▶ [Passage given]:
- - - - -
## K Nearest Neighbors Model for a Regression Problem

In this notebook, we use the K Nearest Neighbors method to build a regressor to predict the __log_votes__ field of our review dataset (that is very similar to the final project dataset).


1. Reading the dataset
2. Exploratory data analysis and missing value imputation
3. Stop word removal and stemming
4. Scaling numerical fields
5. Splitting the training dataset into training and validation
6. Computing Bag of Words features
7. Fitting the regression model
    * Find more details on the KNN Regressor here: https://scikit-learn.org/stable/modules/generated/sklearn.neighbors.KNeighborsRegressor.html
8. Checking model performance on the validation dataset
9. Trying different K values
10. Ideas for improvement

Overall dataset schema:
* __reviewText:__ Text of the review
* __summary:__ Summary of the review
* __verified:__ Whether the purchase was verified (True or False)
* __time:__ UNIX timestamp for the review
* __rating:__ Rating of the review
* __log_votes:__ Logarithm-adjusted votes log(1+votes). *This field is a processed version of the votes field. People can click on the "helpful" button when they find a customer review helpful. This increases the vote by 1. __log_votes__ is calculated like this log(1+votes). This formulation helps us get a smaller range for votes.*


### 1. Reading the dataset

We will use the __pandas__ library to read our dataset.
- - - - -
▶ [Dataset excerpts]:
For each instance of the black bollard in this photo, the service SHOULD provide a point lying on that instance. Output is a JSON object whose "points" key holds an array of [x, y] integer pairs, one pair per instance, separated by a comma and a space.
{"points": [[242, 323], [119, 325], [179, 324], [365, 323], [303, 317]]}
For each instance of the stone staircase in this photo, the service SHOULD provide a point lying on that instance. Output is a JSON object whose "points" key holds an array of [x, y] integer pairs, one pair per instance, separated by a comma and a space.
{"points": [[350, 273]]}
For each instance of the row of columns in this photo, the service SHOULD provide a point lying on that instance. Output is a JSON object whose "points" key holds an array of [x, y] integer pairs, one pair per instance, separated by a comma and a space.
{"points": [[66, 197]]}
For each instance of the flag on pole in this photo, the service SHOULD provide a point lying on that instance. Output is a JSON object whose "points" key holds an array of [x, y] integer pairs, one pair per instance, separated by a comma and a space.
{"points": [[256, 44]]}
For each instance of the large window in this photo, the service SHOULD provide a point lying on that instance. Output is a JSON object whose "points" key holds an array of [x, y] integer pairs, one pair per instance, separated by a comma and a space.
- - - - -
▶ [What to work on]:
1. In the KNN regression notebook, what does the verified field indicate?
2. Reproduce the portion of the KNN regression notebook between "In this notebook, we" and "final project dataset).", inclusive.

▶ [Answers in order]:
1. Whether the purchase was verified (True or False).

2.
In this notebook, we use the K Nearest Neighbors method to build a regressor to predict the __log_votes__ field of our review dataset (that is very similar to the final project dataset).